- _TASK DETAILS_
Your answer must be an exact copy of the entries below, with no pictures in it.

PROVIDED MATERIAL section start

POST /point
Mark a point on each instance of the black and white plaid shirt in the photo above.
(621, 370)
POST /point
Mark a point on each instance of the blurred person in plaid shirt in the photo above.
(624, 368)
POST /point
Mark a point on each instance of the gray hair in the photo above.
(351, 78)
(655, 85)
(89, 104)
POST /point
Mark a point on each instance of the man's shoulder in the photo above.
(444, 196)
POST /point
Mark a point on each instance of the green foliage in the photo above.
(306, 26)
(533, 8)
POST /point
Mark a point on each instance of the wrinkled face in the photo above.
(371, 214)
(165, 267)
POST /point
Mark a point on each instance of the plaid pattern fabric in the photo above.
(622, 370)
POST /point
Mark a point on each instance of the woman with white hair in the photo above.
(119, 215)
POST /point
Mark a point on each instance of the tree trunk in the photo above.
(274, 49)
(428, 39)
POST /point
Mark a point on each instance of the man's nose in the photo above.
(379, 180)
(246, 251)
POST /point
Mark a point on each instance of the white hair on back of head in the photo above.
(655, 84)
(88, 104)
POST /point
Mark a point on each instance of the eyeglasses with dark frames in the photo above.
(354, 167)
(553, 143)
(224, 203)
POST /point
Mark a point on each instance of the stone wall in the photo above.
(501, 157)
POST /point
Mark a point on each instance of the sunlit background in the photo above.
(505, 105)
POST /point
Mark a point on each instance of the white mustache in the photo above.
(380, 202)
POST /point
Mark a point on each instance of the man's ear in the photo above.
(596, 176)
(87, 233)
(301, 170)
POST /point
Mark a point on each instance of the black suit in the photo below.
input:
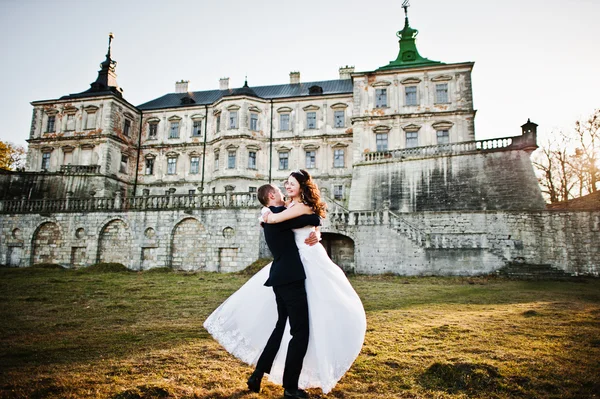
(287, 279)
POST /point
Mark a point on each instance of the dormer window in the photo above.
(380, 98)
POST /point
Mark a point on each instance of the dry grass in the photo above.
(75, 334)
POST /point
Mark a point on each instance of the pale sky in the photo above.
(536, 59)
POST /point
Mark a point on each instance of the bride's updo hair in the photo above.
(309, 192)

PROVIDED MATERIAL section end

- _ANSWER TO THIS PROBLEM_
POST /point
Mark a point on each instance of the black and white plaid shirt in the photo above.
(621, 370)
POST /point
Mark a point on each instance of the blurred person in plaid shirt in the photo above.
(624, 368)
POST /point
Mark a point on each instance of the gray hair in the photo above.
(351, 78)
(655, 85)
(89, 104)
POST /point
Mark a point on each instance of the man's shoulder in the photo above.
(444, 196)
POST /point
Mark a point on each instance of the green foliage in the photo above.
(306, 26)
(533, 8)
POST /point
Mark a point on each instance of the wrinkled face in the photo above.
(371, 214)
(165, 267)
POST /point
Mark a point on each instance of the plaid pattern fabric in the photo above.
(622, 370)
POST /point
Mark a point on each instance of the woman with white hair in the photo above.
(119, 215)
POST /point
Mark a point on each instance of the tree trunk in the photo above.
(274, 49)
(428, 39)
POST /point
Mark a point on each instance of the man's nose in the photo above.
(379, 180)
(246, 251)
POST /point
Mark a point on each instance of the white hair on back of head in the photo above.
(655, 84)
(88, 104)
POST /point
Mark a point on each instance of the eyeglasses with dark frames in the photo above.
(354, 167)
(553, 143)
(224, 203)
POST /point
Mark a point on each instance of the stone wall in the photo above.
(501, 157)
POST /point
Mark a point on each instance of the sunlit background in the photo above.
(505, 105)
POST /point
Mark a point on each instance of the white mustache in the photo above.
(380, 202)
POST /point
Mark a point on each instance of the man's ear in the photo above.
(596, 176)
(87, 233)
(301, 170)
POST /point
Mark a point on each instance of the black suit in the photo below.
input:
(287, 279)
POST /point
Mark a point on each instance of the dormer window in the photo above.
(380, 98)
POST /point
Mark a point on each instance of the dry grass in the photo above.
(75, 334)
POST /point
Mark a point on each instance of the pale sky in the photo above.
(536, 59)
POST /point
Mark a point on each instance of the bride's updo hair in the photo above.
(309, 192)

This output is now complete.